▸ TEXT BLOCK:
The trolley was a platform body with four relatively small wheels mounted underneath it, the front two on a turntable undercarriage. It was drawn by a pair of horses and the driver's seat was mounted on the headboard.
The lift van was a sturdy wooden box 11 ft 6 in (3.51 m) to 17 ft (5.2 m) long, 6 ft 3 in (1.91 m) wide and 6 ft 6 in (1.98 m) high to the centre of the roof. It had two wrought iron straps passing down the sides and under the bottom, having a sling shackled to holes in the top ends of the straps so that the whole and its contents could be lifted by crane onto the trolley for movement by road, onto a railway truck or into the hold of a ship. It was therefore a logical step on from the pantechnicon van in the development of containerization.
The system thereby provided a means of door-to-door transit and was used particularly for furniture removals. The furniture makers and merchants, Maple and Co., in particular, used it to deliver between their depôts in London and Paris.

▸ WHAT YOU NEED TO DO:
1) Retype the part of the lift van passage that opens with the words containing "The lift van" and closes with "development of containerization.".
2) Using the lift van passage, decide whether each statement agrees with it, answering yes or no and quoting the words that settle it: (a) The trolley was pulled by a pair of horses. (b) The lift van's side straps were made of steel. (c) Maple and Co. used the system to deliver between their depôts in London and Paris.
3) Write what comes next in the passage on the horse-drawn trolley and lift van, picking up after its final sentence.
The lines after this come from a separate source.

▸ RECORDS SHOWN:
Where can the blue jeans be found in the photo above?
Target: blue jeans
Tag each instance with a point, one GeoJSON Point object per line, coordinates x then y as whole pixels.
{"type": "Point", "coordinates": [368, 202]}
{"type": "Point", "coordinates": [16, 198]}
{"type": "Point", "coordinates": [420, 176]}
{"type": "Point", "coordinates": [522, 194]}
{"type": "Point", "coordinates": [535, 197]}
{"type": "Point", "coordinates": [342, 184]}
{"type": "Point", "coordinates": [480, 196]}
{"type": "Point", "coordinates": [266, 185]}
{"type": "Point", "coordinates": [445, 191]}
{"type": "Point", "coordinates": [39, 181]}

▸ RESULTS IN ORDER:
1)
The lift van was a sturdy wooden box 11 ft 6 in (3.51 m) to 17 ft (5.2 m) long, 6 ft 3 in (1.91 m) wide and 6 ft 6 in (1.98 m) high to the centre of the roof. It had two wrought iron straps passing down the sides and under the bottom, having a sling shackled to holes in the top ends of the straps so that the whole and its contents could be lifted by crane onto the trolley for movement by road, onto a railway truck or into the hold of a ship. It was therefore a logical step on from the pantechnicon van in the development of containerization.

2)
(a) Yes: "It was drawn by a pair of horses"
(b) No: "It had two wrought iron straps passing down the sides and under the bottom"
(c) Yes: "used it to deliver between their depôts in London and Paris"

3)
It was also used for the carriage of meat. In this case, the lift van had a double floor, roof and walls with insulating material such as cork and a layer of paper between the cork and each skin. The insulation thickness was about 2 in (51 mm) in the floor and 5 in (130 mm) elsewhere.
The earliest note by the Oxford English Dictionary is a reference by The Baltimore Sun in 1955, comparing the advantages of "lift-on, lift-off service involving only a truck van" with those of "roll on-roll off". However, this would appear to relate to the modern form of container while using old terminology.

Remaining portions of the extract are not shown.